## Page extract
Recent advances highlight the transformative role of wearable bioelectronics in cancer theranostics, significantly improving both therapeutic outcomes and patient experience. For traditional therapies, transdermal drug delivery systems enable painless and precise medication administration, whereas for ROS-based and thermal therapy, wearable bioelectronics miniaturize and simplify the delivery of external stimuli. Furthermore, they demonstrate the potential of closed-loop drug delivery by combining sensing and treatment components, which enables real-time feedback control to maintain drug homeostasis. By combining different therapies under similar external stimuli, wearable devices are also feasible for synergistic cancer therapies to achieve multifunctional integration.
Prognostic monitoring
Cancer prognosis refers to the prediction of disease progression and outcomes following medical intervention on the basis of information from tumor morphology, blood drugs or cells, and clinical manifestations173,174,175. Traditional monitoring tools tend to provide only discrete, point-in-time data; in contrast, wearable bioelectronics enable continuous monitoring, offering valuable insights into disease dynamics. Tumor regression monitoring in animal models, circulating biomarker detection and drug concentration detection in biofluid sensing are discussed in this section to highlight the long-term operation ability of wearable devices.

## Task to carry out
Carry on the passage about wearable bioelectronics in cancer theranostics, starting right after its final sentence. The records come from a separate source and have no connection to the passage on wearable bioelectronics.

Records taken from a dataset
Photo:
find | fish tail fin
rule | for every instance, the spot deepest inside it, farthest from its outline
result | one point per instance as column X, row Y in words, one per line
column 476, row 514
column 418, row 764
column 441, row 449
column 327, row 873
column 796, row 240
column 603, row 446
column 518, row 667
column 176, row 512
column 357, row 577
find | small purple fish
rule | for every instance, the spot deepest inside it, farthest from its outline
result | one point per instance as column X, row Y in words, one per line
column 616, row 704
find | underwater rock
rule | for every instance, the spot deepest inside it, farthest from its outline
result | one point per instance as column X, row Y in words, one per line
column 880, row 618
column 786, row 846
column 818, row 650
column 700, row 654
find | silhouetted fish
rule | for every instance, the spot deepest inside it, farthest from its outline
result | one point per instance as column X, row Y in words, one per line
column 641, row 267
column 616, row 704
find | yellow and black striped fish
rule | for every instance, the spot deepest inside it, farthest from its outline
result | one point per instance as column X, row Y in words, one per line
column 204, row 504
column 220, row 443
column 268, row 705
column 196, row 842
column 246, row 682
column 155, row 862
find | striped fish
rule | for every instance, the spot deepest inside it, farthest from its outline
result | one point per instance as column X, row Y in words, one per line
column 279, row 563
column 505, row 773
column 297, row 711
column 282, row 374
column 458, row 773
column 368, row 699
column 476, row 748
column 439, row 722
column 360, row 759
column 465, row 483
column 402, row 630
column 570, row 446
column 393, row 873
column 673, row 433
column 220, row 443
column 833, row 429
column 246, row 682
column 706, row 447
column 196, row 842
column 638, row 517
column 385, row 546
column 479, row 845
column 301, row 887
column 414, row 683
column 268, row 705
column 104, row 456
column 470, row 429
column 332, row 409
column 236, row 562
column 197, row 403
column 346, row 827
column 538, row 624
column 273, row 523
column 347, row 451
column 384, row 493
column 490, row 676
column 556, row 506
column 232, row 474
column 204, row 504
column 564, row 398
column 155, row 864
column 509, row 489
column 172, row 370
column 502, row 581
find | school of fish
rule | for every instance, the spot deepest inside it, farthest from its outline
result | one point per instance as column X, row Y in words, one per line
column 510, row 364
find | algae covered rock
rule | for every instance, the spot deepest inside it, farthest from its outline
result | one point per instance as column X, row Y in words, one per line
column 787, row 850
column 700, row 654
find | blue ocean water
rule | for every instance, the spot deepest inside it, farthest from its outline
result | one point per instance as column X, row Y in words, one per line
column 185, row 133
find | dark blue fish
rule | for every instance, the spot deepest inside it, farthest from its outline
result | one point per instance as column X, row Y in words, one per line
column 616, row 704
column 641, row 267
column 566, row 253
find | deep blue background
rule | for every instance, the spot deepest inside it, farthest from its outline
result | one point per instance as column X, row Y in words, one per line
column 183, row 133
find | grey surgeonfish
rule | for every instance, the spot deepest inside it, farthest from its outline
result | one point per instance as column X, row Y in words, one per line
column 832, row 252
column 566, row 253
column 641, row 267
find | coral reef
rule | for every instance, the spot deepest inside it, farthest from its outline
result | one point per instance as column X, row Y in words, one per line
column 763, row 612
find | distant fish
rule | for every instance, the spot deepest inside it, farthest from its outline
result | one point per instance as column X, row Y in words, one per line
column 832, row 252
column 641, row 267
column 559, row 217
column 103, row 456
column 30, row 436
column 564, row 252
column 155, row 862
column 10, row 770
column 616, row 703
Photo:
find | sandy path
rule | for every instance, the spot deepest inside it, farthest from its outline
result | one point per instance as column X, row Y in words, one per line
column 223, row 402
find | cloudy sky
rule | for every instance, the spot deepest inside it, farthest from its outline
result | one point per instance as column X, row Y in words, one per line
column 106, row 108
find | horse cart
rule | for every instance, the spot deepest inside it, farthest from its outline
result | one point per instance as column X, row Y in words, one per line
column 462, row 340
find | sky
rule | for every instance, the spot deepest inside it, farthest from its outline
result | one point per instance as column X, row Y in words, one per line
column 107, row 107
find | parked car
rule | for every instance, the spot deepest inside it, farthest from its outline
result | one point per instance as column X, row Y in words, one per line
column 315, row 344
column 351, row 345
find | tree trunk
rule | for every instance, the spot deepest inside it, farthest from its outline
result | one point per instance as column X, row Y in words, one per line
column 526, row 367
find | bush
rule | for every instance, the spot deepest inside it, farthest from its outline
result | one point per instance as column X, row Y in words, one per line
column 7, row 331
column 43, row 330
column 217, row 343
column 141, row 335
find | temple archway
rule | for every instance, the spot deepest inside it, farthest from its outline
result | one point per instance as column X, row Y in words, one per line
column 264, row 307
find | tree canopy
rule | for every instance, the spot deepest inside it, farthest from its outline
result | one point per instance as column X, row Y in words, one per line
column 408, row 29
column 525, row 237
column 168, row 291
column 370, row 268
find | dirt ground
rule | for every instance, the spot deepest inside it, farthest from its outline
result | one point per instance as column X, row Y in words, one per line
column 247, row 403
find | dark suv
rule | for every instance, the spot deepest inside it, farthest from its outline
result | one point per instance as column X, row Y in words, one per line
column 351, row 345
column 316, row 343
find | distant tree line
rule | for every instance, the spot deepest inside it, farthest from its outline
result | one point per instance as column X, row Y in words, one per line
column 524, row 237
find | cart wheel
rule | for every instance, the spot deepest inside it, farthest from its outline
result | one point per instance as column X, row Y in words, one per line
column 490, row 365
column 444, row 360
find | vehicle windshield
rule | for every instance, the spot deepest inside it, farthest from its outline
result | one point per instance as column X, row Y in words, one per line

## Exercise answer
Tumor regression
Prognostic monitoring via wearable bioelectronics plays a crucial role in animal models, where tumor volume is an important indicator to assess drug efficacy. Wearable sensors enable fast and convenient data collection, thereby reducing the labor burden. Compared with other detection methods, strain sensors ensure noninvasive detection with satisfactory diagnostic accuracy. As shown in Fig. 7a, a strain sensor based on microcrack extension of a gold film was developed for automated tracking of dynamic changes in tumor size176. As the tumor grew or shrunk, changes in the circumference stretched the surrounding sensor, modulating the resistance of the gold film. In both the subcutaneous and internal tumor-bearing mouse models, the device demonstrated stable and continuous monitoring over several days. This method detected differences in tumor regression between the treatment and control groups much earlier than conventional methods did. Integrating such tumor regression monitoring tools with therapy development efforts may enhance comprehensive cancer management40.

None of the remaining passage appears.